**YOUR INSTRUCTIONS:**
Reproduce the records word for word from their first line through the line with "POLYGON ((166 223, 168", and omit the pictures from your copy.

"""

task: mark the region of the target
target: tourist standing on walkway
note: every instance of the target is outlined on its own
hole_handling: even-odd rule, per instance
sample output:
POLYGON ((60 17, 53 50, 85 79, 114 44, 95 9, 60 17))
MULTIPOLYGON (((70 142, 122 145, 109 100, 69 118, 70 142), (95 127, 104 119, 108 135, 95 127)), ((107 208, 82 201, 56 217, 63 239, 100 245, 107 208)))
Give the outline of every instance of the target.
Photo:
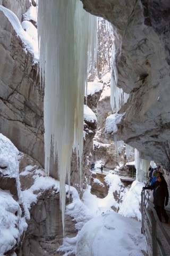
POLYGON ((166 223, 168 222, 168 216, 164 209, 168 204, 169 193, 167 183, 162 175, 157 176, 156 181, 150 186, 143 187, 143 189, 155 189, 154 196, 154 208, 156 210, 160 221, 162 221, 162 214, 164 217, 166 223))

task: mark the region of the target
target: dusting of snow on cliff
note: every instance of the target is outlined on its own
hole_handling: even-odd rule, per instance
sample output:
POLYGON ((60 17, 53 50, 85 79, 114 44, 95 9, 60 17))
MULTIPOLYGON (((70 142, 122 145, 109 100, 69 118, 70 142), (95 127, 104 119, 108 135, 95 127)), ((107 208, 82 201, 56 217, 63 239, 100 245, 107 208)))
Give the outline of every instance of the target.
MULTIPOLYGON (((31 37, 24 31, 18 18, 13 12, 1 5, 0 5, 0 11, 3 12, 4 15, 13 26, 17 36, 20 37, 23 42, 26 52, 27 52, 27 51, 29 51, 32 53, 33 54, 34 62, 38 62, 39 59, 38 42, 36 43, 35 41, 32 39, 32 37, 31 37)), ((32 32, 34 33, 33 30, 32 32)))

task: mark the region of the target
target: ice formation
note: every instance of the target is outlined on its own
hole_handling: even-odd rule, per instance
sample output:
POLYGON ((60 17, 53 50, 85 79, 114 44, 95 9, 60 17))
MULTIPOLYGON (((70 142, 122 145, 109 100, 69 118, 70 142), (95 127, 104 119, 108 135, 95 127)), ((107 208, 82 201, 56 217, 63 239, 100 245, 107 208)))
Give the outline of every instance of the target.
POLYGON ((137 180, 142 182, 144 180, 144 174, 149 169, 150 162, 149 160, 141 159, 139 157, 139 152, 136 148, 134 149, 134 162, 137 170, 137 180))
POLYGON ((80 159, 81 177, 84 87, 97 25, 97 18, 79 0, 38 1, 40 75, 45 84, 45 166, 49 174, 52 142, 58 161, 63 233, 65 181, 66 175, 70 180, 73 148, 80 159))

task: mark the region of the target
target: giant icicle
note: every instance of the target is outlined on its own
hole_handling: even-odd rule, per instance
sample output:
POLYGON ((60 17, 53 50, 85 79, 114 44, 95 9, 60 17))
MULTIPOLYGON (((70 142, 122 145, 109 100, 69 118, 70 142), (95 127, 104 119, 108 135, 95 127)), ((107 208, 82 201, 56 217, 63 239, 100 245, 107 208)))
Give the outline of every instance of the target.
POLYGON ((139 157, 139 152, 134 149, 135 166, 137 170, 136 179, 138 181, 142 182, 144 180, 144 175, 148 172, 150 166, 150 161, 141 159, 139 157))
POLYGON ((45 84, 45 167, 49 175, 52 142, 58 160, 64 235, 65 182, 66 175, 70 180, 73 149, 79 158, 81 180, 84 85, 97 24, 96 17, 83 10, 80 0, 38 1, 40 70, 45 84))

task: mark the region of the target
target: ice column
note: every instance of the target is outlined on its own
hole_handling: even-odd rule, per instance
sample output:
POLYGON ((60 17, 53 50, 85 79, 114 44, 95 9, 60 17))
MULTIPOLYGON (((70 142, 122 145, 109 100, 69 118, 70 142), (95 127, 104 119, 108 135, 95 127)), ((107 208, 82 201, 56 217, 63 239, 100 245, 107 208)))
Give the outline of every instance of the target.
POLYGON ((66 175, 70 180, 73 149, 80 159, 81 179, 84 86, 97 24, 79 0, 38 1, 40 75, 45 84, 45 166, 49 175, 52 142, 58 159, 63 233, 65 182, 66 175))
POLYGON ((138 181, 142 182, 144 180, 144 174, 148 172, 150 166, 150 161, 141 159, 139 157, 138 150, 134 149, 134 161, 136 168, 136 179, 138 181))

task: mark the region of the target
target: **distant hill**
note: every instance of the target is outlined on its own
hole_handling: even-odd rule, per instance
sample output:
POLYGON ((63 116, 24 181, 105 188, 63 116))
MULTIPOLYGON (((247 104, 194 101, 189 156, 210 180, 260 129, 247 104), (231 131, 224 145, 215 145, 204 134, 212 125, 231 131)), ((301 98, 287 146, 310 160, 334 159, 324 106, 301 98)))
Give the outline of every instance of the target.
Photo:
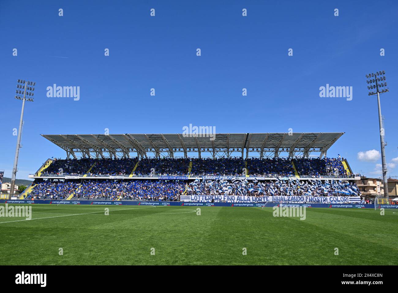
MULTIPOLYGON (((4 177, 3 178, 3 183, 7 183, 7 182, 11 182, 11 178, 9 178, 8 177, 4 177)), ((20 185, 24 185, 26 186, 29 186, 33 182, 33 180, 25 180, 24 179, 16 179, 15 180, 15 185, 17 185, 18 186, 20 185)))

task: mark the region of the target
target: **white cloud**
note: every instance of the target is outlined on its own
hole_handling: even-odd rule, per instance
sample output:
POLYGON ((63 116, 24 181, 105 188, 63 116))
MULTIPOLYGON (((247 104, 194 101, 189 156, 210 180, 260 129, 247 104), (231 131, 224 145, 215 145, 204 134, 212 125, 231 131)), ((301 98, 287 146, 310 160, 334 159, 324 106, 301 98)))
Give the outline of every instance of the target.
POLYGON ((380 157, 380 152, 375 149, 360 151, 357 154, 358 159, 365 162, 374 162, 380 157))

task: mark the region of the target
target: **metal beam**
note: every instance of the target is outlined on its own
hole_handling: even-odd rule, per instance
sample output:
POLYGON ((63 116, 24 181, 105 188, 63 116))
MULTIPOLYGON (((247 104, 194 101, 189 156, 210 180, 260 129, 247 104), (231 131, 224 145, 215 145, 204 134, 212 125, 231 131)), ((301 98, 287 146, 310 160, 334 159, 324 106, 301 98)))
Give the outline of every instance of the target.
POLYGON ((123 151, 123 157, 125 158, 126 156, 127 157, 130 157, 130 152, 129 151, 129 150, 127 147, 117 141, 117 140, 115 140, 111 135, 108 134, 107 136, 109 136, 109 138, 112 140, 115 144, 117 145, 123 151))
POLYGON ((102 151, 100 147, 95 145, 93 144, 91 142, 89 142, 86 139, 84 138, 83 138, 80 136, 78 134, 75 134, 75 136, 76 136, 78 138, 81 140, 83 142, 87 144, 89 146, 90 146, 92 147, 93 148, 93 149, 95 151, 96 153, 97 154, 97 157, 98 158, 98 155, 99 154, 101 158, 104 157, 103 154, 102 153, 102 151))
POLYGON ((155 149, 155 153, 156 154, 156 156, 158 157, 160 157, 160 151, 159 150, 159 147, 158 147, 154 143, 152 142, 149 138, 149 137, 146 134, 144 134, 144 135, 145 136, 145 138, 148 140, 148 142, 150 144, 150 145, 152 146, 153 148, 155 149))
POLYGON ((281 140, 279 141, 279 143, 278 144, 278 145, 276 146, 275 148, 275 153, 274 153, 274 157, 277 157, 279 156, 279 149, 281 147, 281 146, 282 145, 282 143, 283 142, 283 140, 286 137, 287 134, 286 132, 283 134, 283 136, 282 137, 282 138, 281 139, 281 140))
POLYGON ((179 143, 181 144, 181 146, 182 147, 182 148, 184 149, 184 157, 185 158, 188 157, 188 154, 187 152, 187 147, 185 145, 185 144, 184 143, 184 142, 183 141, 182 139, 181 138, 181 136, 179 135, 179 134, 177 134, 177 136, 178 136, 178 138, 179 139, 179 143))
POLYGON ((267 135, 265 136, 265 138, 264 139, 264 141, 263 142, 263 144, 261 145, 261 149, 260 150, 260 158, 262 159, 263 155, 264 154, 264 148, 265 146, 265 144, 267 143, 267 141, 268 139, 268 136, 269 135, 269 133, 267 133, 267 135))
POLYGON ((47 140, 49 140, 50 142, 52 142, 53 144, 55 144, 58 146, 60 147, 61 149, 62 149, 64 151, 66 151, 66 157, 67 157, 68 158, 69 157, 69 156, 70 156, 70 155, 71 154, 72 155, 72 156, 73 156, 73 157, 74 159, 76 159, 77 158, 76 157, 76 155, 75 154, 74 151, 73 151, 73 148, 71 148, 70 147, 67 147, 67 146, 63 146, 62 144, 59 144, 58 142, 57 142, 56 140, 53 140, 52 138, 50 138, 49 136, 47 136, 45 135, 45 134, 42 134, 41 136, 43 136, 43 137, 45 138, 47 140))
POLYGON ((229 157, 229 134, 226 135, 227 157, 229 157))
POLYGON ((116 152, 115 151, 115 149, 105 142, 103 142, 102 141, 100 140, 99 138, 96 137, 96 136, 94 134, 91 134, 91 136, 94 138, 94 139, 102 145, 104 148, 106 149, 108 151, 108 153, 109 154, 109 156, 111 158, 112 155, 113 155, 115 158, 117 157, 117 156, 116 155, 116 152))
POLYGON ((325 157, 326 156, 326 152, 327 151, 328 149, 329 149, 329 148, 331 146, 332 146, 332 145, 333 144, 334 144, 335 142, 336 142, 336 141, 338 139, 339 139, 339 138, 340 138, 340 137, 342 135, 343 135, 343 134, 344 134, 344 133, 339 134, 339 135, 338 135, 337 137, 335 138, 333 140, 332 140, 332 141, 331 141, 328 144, 327 144, 326 146, 325 146, 322 149, 321 149, 320 150, 321 151, 322 151, 324 153, 324 154, 325 155, 325 157))
POLYGON ((144 156, 145 156, 146 158, 148 157, 148 156, 146 155, 146 150, 145 149, 145 148, 139 142, 134 138, 130 134, 127 133, 123 135, 129 141, 130 144, 135 149, 135 150, 137 151, 137 157, 139 155, 142 158, 143 158, 144 156))
POLYGON ((290 151, 289 151, 289 159, 290 159, 293 156, 293 155, 295 152, 295 149, 296 148, 296 147, 297 146, 297 144, 298 144, 298 143, 300 142, 300 141, 301 140, 301 139, 302 138, 302 136, 304 135, 304 133, 302 133, 301 134, 300 134, 300 136, 298 137, 298 138, 296 140, 296 141, 293 144, 293 145, 290 147, 290 151))
POLYGON ((201 150, 200 149, 200 145, 199 144, 199 142, 198 141, 198 138, 197 137, 196 137, 196 135, 195 136, 195 141, 196 142, 196 146, 197 146, 198 148, 198 155, 199 156, 199 158, 201 159, 202 157, 201 155, 201 150))
POLYGON ((162 138, 163 139, 163 141, 164 142, 164 143, 166 144, 166 146, 167 146, 167 147, 168 148, 169 150, 170 151, 170 157, 174 157, 174 151, 173 149, 173 148, 170 145, 170 144, 169 142, 167 141, 167 140, 166 138, 164 137, 164 136, 162 134, 160 134, 160 136, 162 136, 162 138))
POLYGON ((59 134, 59 135, 62 138, 65 140, 66 141, 68 142, 71 144, 72 144, 75 147, 76 147, 76 148, 77 149, 79 149, 80 151, 80 152, 82 153, 82 154, 83 155, 83 157, 86 157, 86 156, 87 156, 87 155, 88 155, 88 157, 91 157, 91 155, 90 155, 90 151, 88 152, 87 150, 84 147, 83 147, 82 146, 79 146, 78 144, 75 144, 74 142, 70 140, 64 135, 63 135, 62 134, 59 134))
POLYGON ((249 157, 249 149, 250 148, 250 143, 252 140, 252 134, 249 134, 249 138, 248 139, 248 144, 246 146, 246 158, 249 157))
POLYGON ((323 132, 320 132, 320 133, 318 133, 317 134, 316 137, 314 139, 314 140, 311 142, 308 146, 304 148, 304 157, 308 157, 308 156, 309 154, 310 149, 312 147, 312 146, 315 144, 315 143, 318 141, 318 140, 319 140, 320 138, 321 135, 322 135, 322 133, 323 132))

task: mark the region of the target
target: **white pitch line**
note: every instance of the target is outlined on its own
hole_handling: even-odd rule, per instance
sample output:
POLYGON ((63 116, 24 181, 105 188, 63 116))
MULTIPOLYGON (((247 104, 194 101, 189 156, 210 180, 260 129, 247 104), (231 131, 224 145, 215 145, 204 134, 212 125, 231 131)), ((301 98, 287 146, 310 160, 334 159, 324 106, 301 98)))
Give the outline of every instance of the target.
MULTIPOLYGON (((135 210, 135 208, 121 208, 119 210, 135 210)), ((67 217, 69 216, 78 216, 79 215, 82 214, 95 214, 96 212, 103 212, 104 211, 100 211, 100 212, 86 212, 84 214, 66 214, 64 216, 55 216, 53 217, 43 217, 43 218, 35 218, 34 219, 25 219, 25 220, 18 220, 16 221, 8 221, 8 222, 0 222, 0 224, 3 224, 3 223, 11 223, 13 222, 21 222, 22 221, 31 221, 33 220, 39 220, 40 219, 49 219, 50 218, 59 218, 60 217, 67 217)))

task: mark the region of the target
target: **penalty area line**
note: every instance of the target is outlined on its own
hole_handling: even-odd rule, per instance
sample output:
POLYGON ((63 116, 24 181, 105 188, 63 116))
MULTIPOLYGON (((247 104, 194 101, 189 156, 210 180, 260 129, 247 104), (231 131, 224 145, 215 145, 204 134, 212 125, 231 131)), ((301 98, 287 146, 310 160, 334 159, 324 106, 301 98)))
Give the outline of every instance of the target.
MULTIPOLYGON (((131 210, 131 209, 135 209, 122 208, 117 210, 131 210)), ((32 221, 33 220, 39 220, 40 219, 49 219, 51 218, 60 218, 60 217, 68 217, 70 216, 78 216, 79 215, 89 214, 95 214, 96 213, 103 212, 104 211, 101 210, 99 212, 85 212, 83 214, 66 214, 63 216, 54 216, 52 217, 43 217, 43 218, 35 218, 34 219, 25 219, 25 220, 17 220, 15 221, 8 221, 8 222, 0 222, 0 224, 3 224, 3 223, 11 223, 14 222, 22 222, 22 221, 32 221)))

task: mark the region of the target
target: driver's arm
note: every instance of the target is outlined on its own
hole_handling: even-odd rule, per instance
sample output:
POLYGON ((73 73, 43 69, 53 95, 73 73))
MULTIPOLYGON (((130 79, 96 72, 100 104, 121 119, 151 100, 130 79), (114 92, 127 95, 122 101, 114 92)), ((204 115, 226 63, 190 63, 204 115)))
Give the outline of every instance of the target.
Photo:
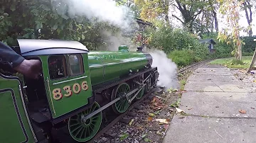
POLYGON ((32 79, 38 79, 41 74, 39 60, 27 60, 1 42, 0 42, 0 68, 6 71, 14 69, 32 79))

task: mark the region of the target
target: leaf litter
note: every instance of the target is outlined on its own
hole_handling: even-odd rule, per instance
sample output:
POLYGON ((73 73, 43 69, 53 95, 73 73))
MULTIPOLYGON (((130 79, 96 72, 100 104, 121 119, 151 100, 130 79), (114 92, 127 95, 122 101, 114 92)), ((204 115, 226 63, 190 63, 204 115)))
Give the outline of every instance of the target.
MULTIPOLYGON (((196 69, 197 67, 194 67, 192 70, 196 69)), ((186 80, 191 73, 191 70, 187 70, 178 77, 179 80, 186 80)), ((151 100, 146 98, 141 103, 143 109, 134 108, 130 111, 135 113, 136 117, 129 117, 128 115, 124 116, 125 118, 130 119, 129 124, 118 122, 108 131, 110 132, 108 134, 117 134, 117 136, 110 137, 103 135, 95 142, 98 143, 162 142, 174 115, 177 113, 181 115, 185 113, 178 108, 181 105, 180 98, 184 92, 186 91, 183 89, 174 88, 156 95, 151 100), (102 140, 102 138, 107 139, 102 140)))

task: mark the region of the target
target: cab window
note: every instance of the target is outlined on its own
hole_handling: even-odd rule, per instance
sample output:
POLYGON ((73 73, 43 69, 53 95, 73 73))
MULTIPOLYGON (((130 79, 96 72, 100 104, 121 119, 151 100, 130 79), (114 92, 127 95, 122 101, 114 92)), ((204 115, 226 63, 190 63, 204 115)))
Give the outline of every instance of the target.
POLYGON ((51 55, 48 57, 48 69, 50 79, 68 76, 66 58, 63 55, 51 55))
POLYGON ((76 76, 84 74, 82 57, 81 55, 69 55, 68 62, 70 76, 76 76))

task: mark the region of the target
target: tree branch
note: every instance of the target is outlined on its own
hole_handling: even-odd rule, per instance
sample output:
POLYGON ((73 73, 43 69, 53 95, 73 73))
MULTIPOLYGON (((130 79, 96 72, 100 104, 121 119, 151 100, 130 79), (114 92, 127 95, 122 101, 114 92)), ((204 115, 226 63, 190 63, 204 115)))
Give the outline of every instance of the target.
POLYGON ((178 18, 176 16, 174 16, 174 14, 171 16, 174 16, 174 18, 176 18, 176 19, 178 19, 179 21, 181 21, 182 23, 182 24, 185 24, 185 23, 181 19, 178 18))
POLYGON ((199 11, 199 12, 198 13, 195 14, 194 17, 193 18, 193 20, 195 20, 196 18, 196 17, 202 13, 202 11, 203 11, 203 10, 201 9, 199 11))

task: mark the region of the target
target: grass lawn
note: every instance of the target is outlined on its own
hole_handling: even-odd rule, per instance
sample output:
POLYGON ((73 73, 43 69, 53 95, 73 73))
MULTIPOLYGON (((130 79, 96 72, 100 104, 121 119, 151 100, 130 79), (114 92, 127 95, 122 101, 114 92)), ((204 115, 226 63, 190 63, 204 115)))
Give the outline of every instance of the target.
POLYGON ((242 63, 239 63, 235 57, 229 57, 224 59, 217 59, 209 64, 220 64, 228 68, 233 69, 247 69, 252 62, 252 56, 242 57, 242 63))

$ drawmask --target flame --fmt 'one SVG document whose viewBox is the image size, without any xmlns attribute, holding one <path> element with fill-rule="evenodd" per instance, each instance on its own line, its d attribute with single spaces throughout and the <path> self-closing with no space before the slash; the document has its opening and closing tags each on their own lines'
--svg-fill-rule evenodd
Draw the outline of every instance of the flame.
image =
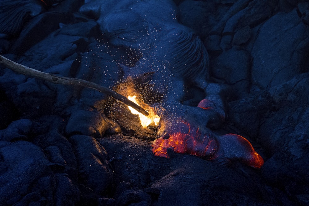
<svg viewBox="0 0 309 206">
<path fill-rule="evenodd" d="M 136 96 L 134 95 L 133 96 L 129 96 L 128 99 L 132 101 L 139 106 L 140 106 L 136 100 Z M 146 128 L 148 125 L 153 122 L 155 125 L 158 125 L 160 121 L 160 117 L 155 114 L 153 108 L 150 107 L 149 111 L 147 111 L 149 113 L 149 115 L 146 116 L 140 112 L 139 112 L 130 106 L 128 106 L 131 112 L 135 115 L 138 115 L 139 119 L 141 120 L 141 124 L 143 127 Z"/>
</svg>

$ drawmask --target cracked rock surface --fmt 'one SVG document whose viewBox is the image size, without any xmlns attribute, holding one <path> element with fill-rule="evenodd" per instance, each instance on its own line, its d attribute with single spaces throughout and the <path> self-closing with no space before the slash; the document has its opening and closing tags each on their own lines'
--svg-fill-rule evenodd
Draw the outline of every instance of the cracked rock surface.
<svg viewBox="0 0 309 206">
<path fill-rule="evenodd" d="M 309 1 L 175 0 L 154 6 L 156 1 L 3 0 L 0 53 L 113 89 L 138 62 L 138 69 L 162 69 L 168 82 L 163 66 L 179 34 L 166 30 L 186 28 L 208 53 L 209 67 L 199 75 L 232 91 L 225 95 L 226 121 L 211 129 L 245 137 L 264 165 L 256 170 L 237 161 L 155 156 L 157 129 L 143 128 L 106 95 L 0 66 L 0 204 L 309 204 Z M 122 23 L 136 27 L 118 30 L 108 23 L 123 15 L 128 21 Z M 163 20 L 154 23 L 158 18 Z M 124 30 L 129 36 L 121 36 Z M 162 40 L 166 33 L 170 38 Z M 146 43 L 140 46 L 139 41 Z M 156 52 L 164 64 L 154 63 Z M 166 89 L 154 77 L 160 75 L 137 79 L 142 85 L 154 78 L 159 93 Z M 176 95 L 192 86 L 175 82 Z M 216 88 L 208 87 L 210 98 Z M 196 106 L 203 92 L 190 87 L 182 103 Z"/>
</svg>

"""

**WRITTEN SOLUTION:**
task: mark the region of the target
target: tourist standing on walkway
note: every instance of the target is outlined on its own
hole_handling: even-odd rule, per instance
sample output:
POLYGON ((60 17, 53 50, 85 79, 114 44, 95 9, 60 17))
MULTIPOLYGON (((70 142, 122 145, 109 100, 69 118, 70 142), (95 127, 104 119, 108 135, 95 127)), ((107 208, 82 201, 56 217, 63 239, 100 245, 107 208)))
Give the outline of every instance of the target.
Photo:
POLYGON ((166 223, 168 222, 168 216, 164 209, 168 204, 169 193, 167 183, 162 175, 157 176, 156 181, 150 186, 143 187, 143 189, 155 189, 154 196, 154 208, 156 210, 160 221, 162 221, 162 214, 164 217, 166 223))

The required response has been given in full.